TASK REQUIREMENTS: Copy all of the items below line for line, changing nothing.

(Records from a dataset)
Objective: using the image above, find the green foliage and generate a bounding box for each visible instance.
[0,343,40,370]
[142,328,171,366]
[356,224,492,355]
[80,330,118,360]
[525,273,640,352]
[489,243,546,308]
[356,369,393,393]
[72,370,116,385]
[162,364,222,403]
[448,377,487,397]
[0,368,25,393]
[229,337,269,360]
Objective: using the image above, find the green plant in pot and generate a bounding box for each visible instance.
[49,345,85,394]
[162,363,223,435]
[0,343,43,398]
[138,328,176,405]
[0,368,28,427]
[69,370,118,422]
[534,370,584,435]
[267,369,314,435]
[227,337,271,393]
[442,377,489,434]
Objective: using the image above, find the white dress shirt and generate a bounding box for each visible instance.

FINISHED ANSWER:
Objective: using the image above, find the green foliage and generate a bounding box for each visible instance.
[0,343,40,370]
[142,328,171,366]
[356,224,492,355]
[80,330,118,360]
[525,273,640,352]
[489,243,546,308]
[356,369,393,393]
[72,370,116,385]
[162,364,222,403]
[448,377,487,397]
[0,368,25,393]
[229,337,269,360]
Objective: using the image above, find the green plant in pot and generate a bounding box for each visible instance.
[49,345,85,394]
[162,363,223,435]
[0,343,43,398]
[138,328,176,405]
[0,368,28,427]
[69,370,118,422]
[534,370,584,435]
[267,369,314,435]
[227,337,271,393]
[442,377,489,434]
Objective: using the image above, find the white dress shirt and generate a bounding box for each visible instance.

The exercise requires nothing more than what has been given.